▸ Written instruction 1
In the forum thread, why does the writer who suggests reinstalling Steam think the steamapps folder doesn't need to be moved out first?
▸ Written instruction 2
Can you repeat, word for word, everything in the forum thread from "I had this last" down to "this problem started?"?

▸ Passage provided
<<<<
I'd try mindweaver's suggestion, first.

If it doesn't work, try reinstalling Steam, perhaps. However, I don't think it's strictly necessary to move your steamapps out of there, like Ford said. I think doing that would lose you a few settings, while just installing over the top should preserve everything.


----------



## Black Panther (Apr 24, 2013)

Only got the one.


----------



## Nordic (Apr 24, 2013)

I had this last night same problem last night. I finally got tired of it bugging me so I figured I would just ignore it and pressed the close button instead of update. I have not been bugged about the update since.

If I really have updated it is still in question.


----------



## fullinfusion (May 3, 2013)

Can you recall any microsoft updates around the time this problem started?

I know MS had a few updates that put windows and other software into an infinite loop 

Do you have steam on one HD and games on another?


----------



## MT Alex (May 3, 2013)

I have a similar problem, Steam is always wanting to apply an April 22 update, one day I updated 3 times to no avail.  Like James, I just quit caring and didn't apply it.  I'm hopeful that when there is a real update things will fix themselves.


----------



## puma99dk| (May 3, 2013)

Black Panter have u tried going into steam settings and change beta to none restart steam let it boot and don't down a beta update and then re-activate beta updates?


----------



## drdeathx (May 3, 2013)

qubit said:


> Try quitting Steam, deleting clientregistry.blob in the install folder and restarting Steam. This seems to fix 95% of Steam problems.



This is the fix. I had the same problem and bingo.


----------



## qubit (May 11, 2013)

BP, this looks like a Steam bug you fell foul of.

I've just downloaded a Steam update and one of the fixes was "Fix client update-loops caused by inconsistent server and proxy-cache states".

Should be sorted now.


----------
>>>>
(Position identification records)
<<<<
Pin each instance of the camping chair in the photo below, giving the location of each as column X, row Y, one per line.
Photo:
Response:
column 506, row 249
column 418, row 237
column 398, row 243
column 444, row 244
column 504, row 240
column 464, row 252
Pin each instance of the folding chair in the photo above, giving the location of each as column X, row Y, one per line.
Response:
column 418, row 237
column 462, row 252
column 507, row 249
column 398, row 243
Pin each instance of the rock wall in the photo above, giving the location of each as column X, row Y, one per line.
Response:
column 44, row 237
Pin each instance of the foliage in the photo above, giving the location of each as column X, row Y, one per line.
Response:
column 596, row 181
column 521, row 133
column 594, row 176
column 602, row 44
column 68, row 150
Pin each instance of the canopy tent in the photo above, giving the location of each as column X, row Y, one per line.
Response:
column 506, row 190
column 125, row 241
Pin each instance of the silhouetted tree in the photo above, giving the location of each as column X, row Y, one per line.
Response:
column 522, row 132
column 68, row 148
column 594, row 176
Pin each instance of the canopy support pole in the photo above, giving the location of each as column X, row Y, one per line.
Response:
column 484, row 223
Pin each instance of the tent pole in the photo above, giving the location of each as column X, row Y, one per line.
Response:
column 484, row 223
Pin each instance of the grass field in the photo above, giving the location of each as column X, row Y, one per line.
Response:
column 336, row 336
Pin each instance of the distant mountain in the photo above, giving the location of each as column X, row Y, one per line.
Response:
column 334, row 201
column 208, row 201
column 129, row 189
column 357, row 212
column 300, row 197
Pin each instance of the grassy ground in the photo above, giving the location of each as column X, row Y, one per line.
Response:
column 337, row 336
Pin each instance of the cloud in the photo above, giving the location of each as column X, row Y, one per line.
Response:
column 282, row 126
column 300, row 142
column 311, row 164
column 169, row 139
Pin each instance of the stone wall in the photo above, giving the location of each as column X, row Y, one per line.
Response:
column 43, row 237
>>>>
▸ Written response 1
The writer thinks moving the steamapps folder out would lose a few settings, while installing over the top should preserve everything.

▸ Written response 2
I had this last night same problem last night. I finally got tired of it bugging me so I figured I would just ignore it and pressed the close button instead of update. I have not been bugged about the update since.

If I really have updated it is still in question.


----------



## fullinfusion (May 3, 2013)

Can you recall any microsoft updates around the time this problem started?